=== Begin Enclosure ===
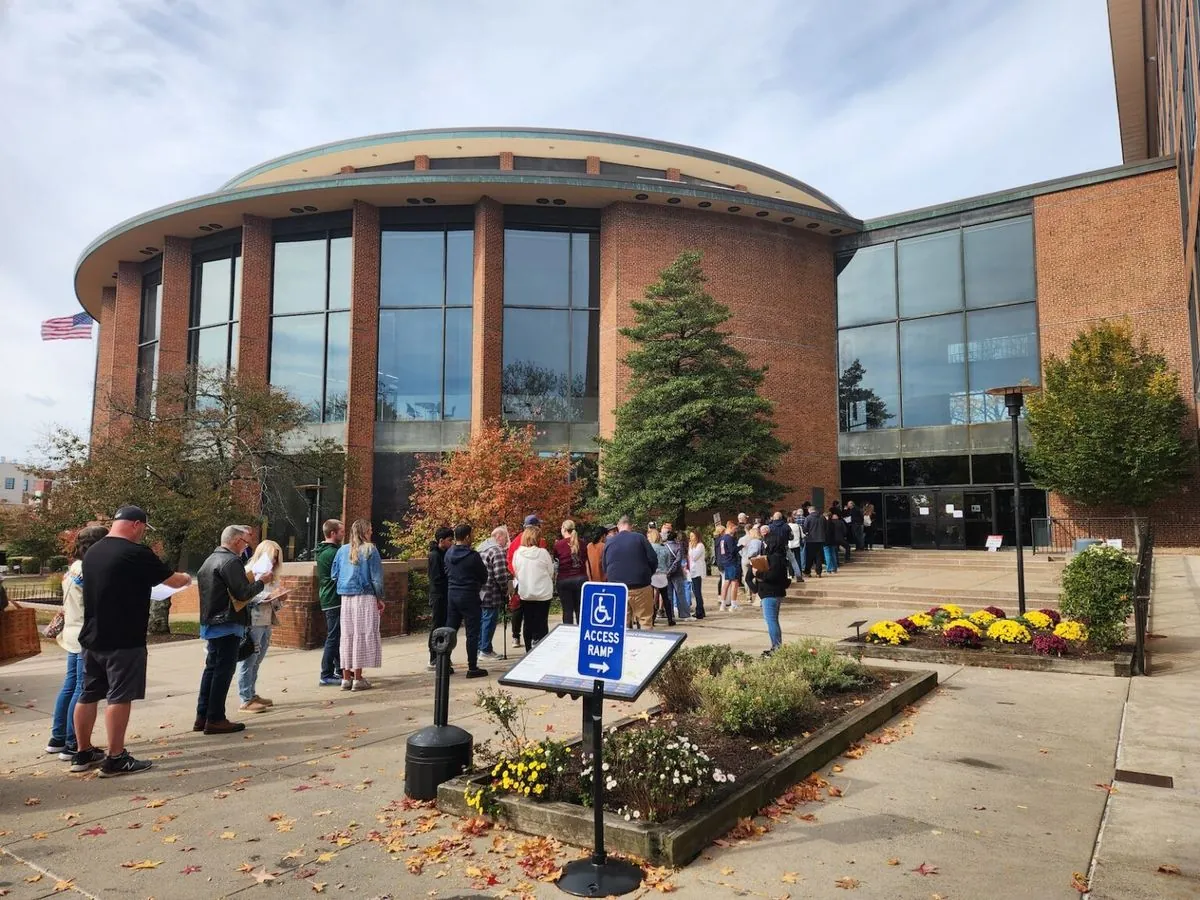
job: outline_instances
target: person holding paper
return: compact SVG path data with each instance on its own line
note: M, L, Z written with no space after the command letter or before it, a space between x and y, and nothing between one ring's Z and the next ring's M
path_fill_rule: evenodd
M221 532L217 547L196 573L200 583L200 637L208 641L204 674L196 698L196 721L192 731L232 734L244 731L245 722L230 722L225 699L237 668L238 647L250 625L249 603L266 588L273 575L246 577L242 549L250 543L250 529L229 525Z
M371 523L355 519L350 524L350 541L342 544L330 570L342 598L342 690L365 691L371 682L363 669L383 665L383 641L379 616L383 612L383 560L371 543Z
M276 611L283 605L287 592L279 584L279 567L283 564L283 548L274 541L262 541L246 564L246 575L264 577L266 587L250 601L250 639L254 652L237 664L238 696L242 712L266 712L274 702L258 695L258 667L262 665L267 648L271 646L271 628L277 623ZM269 580L268 580L269 579Z

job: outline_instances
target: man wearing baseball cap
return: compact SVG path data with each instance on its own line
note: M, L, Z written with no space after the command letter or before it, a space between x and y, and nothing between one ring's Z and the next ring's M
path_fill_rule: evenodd
M525 522L521 526L521 528L525 529L525 528L528 528L530 525L532 525L535 528L542 527L542 520L537 517L536 513L526 516ZM546 546L546 539L538 538L538 546L542 547L544 549ZM508 545L508 551L507 551L507 553L508 553L508 575L510 578L517 577L516 570L513 569L513 557L517 555L517 551L519 549L521 549L521 534L520 534L520 532L517 533L517 536L514 537ZM517 585L517 589L515 591L513 591L513 595L508 600L508 609L509 609L509 612L512 613L513 644L520 647L521 646L521 625L525 621L525 616L521 610L521 586L519 584Z
M125 749L125 730L134 700L146 696L146 627L150 623L150 589L158 584L181 588L191 584L186 572L173 572L142 543L150 523L140 506L122 506L113 516L108 536L83 558L83 691L75 704L79 750L72 772L100 768L101 778L149 769L149 760L134 759ZM101 699L108 754L92 744L92 729Z

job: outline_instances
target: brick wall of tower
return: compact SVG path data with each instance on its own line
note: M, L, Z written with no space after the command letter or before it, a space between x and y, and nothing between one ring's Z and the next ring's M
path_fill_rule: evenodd
M379 209L354 202L350 268L350 385L346 407L346 479L342 520L371 518L375 394L379 369Z
M837 359L833 249L827 238L766 222L694 210L616 203L600 231L600 433L627 399L630 349L618 329L632 301L681 251L703 252L708 290L730 308L734 346L767 365L763 393L775 401L779 437L790 445L775 473L798 506L822 487L838 489ZM729 512L724 510L723 512Z
M475 205L475 306L471 314L471 430L500 418L504 367L504 207Z
M188 318L192 302L192 242L166 237L162 257L162 311L158 328L158 377L179 378L187 368ZM175 395L178 396L178 395ZM162 414L178 412L164 405Z
M271 220L242 217L242 305L238 337L238 378L267 384L270 372L271 272L275 240Z
M117 289L102 288L100 291L100 315L96 320L96 384L92 389L93 442L103 440L108 434L108 392L112 387L113 344L116 341Z

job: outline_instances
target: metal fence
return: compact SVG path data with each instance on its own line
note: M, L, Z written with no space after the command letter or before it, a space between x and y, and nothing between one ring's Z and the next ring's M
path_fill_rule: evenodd
M1098 518L1042 518L1031 520L1030 546L1034 553L1071 553L1088 544L1120 541L1124 550L1140 550L1138 541L1149 527L1140 516Z
M4 593L9 600L30 603L62 603L62 584L51 587L42 582L24 582L21 584L5 584Z
M1133 673L1149 675L1146 632L1150 622L1150 582L1154 569L1154 528L1146 523L1138 535L1137 564L1133 569Z

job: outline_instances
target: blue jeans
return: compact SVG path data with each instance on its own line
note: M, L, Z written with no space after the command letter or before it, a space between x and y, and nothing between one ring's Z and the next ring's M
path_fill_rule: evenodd
M237 664L238 696L243 703L249 703L257 695L258 667L271 646L271 626L251 625L250 640L254 641L254 652Z
M803 545L799 547L792 547L788 550L788 562L791 563L792 575L794 575L797 580L804 577L804 562L802 561L801 557L803 552Z
M836 572L838 570L837 544L825 545L825 568L830 572Z
M75 746L75 704L83 693L83 654L67 654L67 677L63 679L54 703L54 724L50 726L50 740L65 741Z
M342 644L342 608L322 610L325 613L325 652L321 654L321 677L338 678L342 674L338 653Z
M492 649L492 636L496 633L496 623L500 621L500 607L485 606L479 617L479 652L495 653Z
M783 643L783 630L779 627L779 598L761 597L763 620L767 623L767 637L771 639L771 649Z
M681 619L690 619L692 617L692 604L688 600L687 579L683 575L676 575L667 582L667 596L672 598L675 604L675 615Z
M200 694L196 698L197 721L224 722L229 718L225 715L225 699L229 696L229 685L233 683L241 642L236 634L208 639L208 656L204 659Z

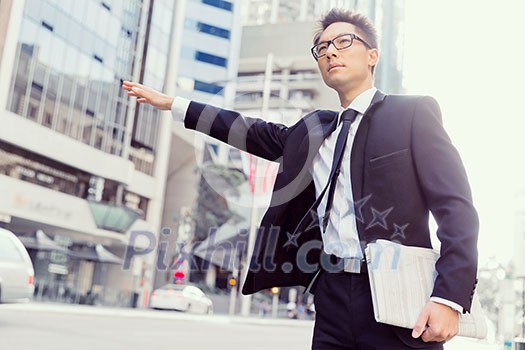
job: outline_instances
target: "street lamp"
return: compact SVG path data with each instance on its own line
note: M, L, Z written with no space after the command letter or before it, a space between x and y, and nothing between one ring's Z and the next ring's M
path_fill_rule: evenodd
M266 69L264 71L264 87L263 87L263 96L262 96L262 107L261 107L261 118L266 119L268 116L268 109L270 106L270 93L271 93L271 83L272 83L272 74L273 74L273 53L268 53L266 56ZM246 276L250 269L250 264L253 256L253 249L255 248L255 235L257 233L257 196L260 193L261 188L261 176L259 174L259 159L255 158L255 186L253 190L253 204L251 211L250 219L250 234L248 236L248 256L246 263L244 264L243 271L243 284L246 281ZM251 308L252 298L251 295L245 295L242 298L241 304L241 315L249 316ZM273 313L273 312L272 312Z
M277 311L279 309L279 287L273 287L271 289L273 297L272 297L272 317L277 318Z

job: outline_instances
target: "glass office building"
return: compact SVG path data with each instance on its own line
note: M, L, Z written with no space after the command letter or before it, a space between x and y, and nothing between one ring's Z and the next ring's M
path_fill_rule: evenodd
M142 1L27 0L9 110L103 152L131 153L138 169L151 174L151 164L142 164L148 159L126 148L154 150L158 112L141 106L136 116L127 115L130 100L120 81L133 76L137 56L144 55L141 80L164 88L173 2L152 4L141 53Z
M235 80L240 1L187 0L181 33L177 95L223 105Z
M121 82L165 89L175 3L1 0L0 9L0 224L122 257L135 227L160 230L169 131ZM144 291L146 260L138 277L110 267L112 287ZM87 262L69 273L79 271L100 275Z

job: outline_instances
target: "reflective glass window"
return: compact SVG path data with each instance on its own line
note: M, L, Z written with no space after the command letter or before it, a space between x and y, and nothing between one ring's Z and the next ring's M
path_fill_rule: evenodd
M228 65L228 60L226 58L202 51L195 52L195 59L197 61L206 62L220 67L226 67Z
M46 29L40 29L37 36L38 60L49 65L51 63L51 38L52 34Z
M215 85L215 84L205 83L199 80L195 80L194 89L197 91L206 92L208 94L222 95L224 87Z
M219 38L229 39L230 38L230 31L227 29L219 28L212 26L210 24L198 22L197 23L197 29L201 33L211 34L218 36Z
M222 10L233 11L233 4L224 0L202 0L203 4L211 5Z
M66 60L66 43L64 42L64 40L62 40L62 38L52 36L50 51L51 54L49 66L57 71L62 72Z
M85 53L80 53L77 61L77 74L85 79L89 78L89 67L91 65L91 58Z

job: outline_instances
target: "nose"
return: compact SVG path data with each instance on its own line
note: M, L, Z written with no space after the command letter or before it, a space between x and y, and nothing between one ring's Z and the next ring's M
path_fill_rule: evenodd
M331 56L337 56L337 49L334 46L334 43L329 43L326 48L326 57L330 58Z

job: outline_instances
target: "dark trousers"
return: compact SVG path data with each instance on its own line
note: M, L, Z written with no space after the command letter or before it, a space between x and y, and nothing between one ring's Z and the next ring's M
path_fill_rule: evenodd
M376 322L366 273L322 271L318 278L313 350L443 349L412 338L411 329Z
=== End Enclosure ===
◆ **Problem to solve**
Show each line of the records above containing "glass".

◆ **Result below**
target: "glass office building"
target: "reflective glass window"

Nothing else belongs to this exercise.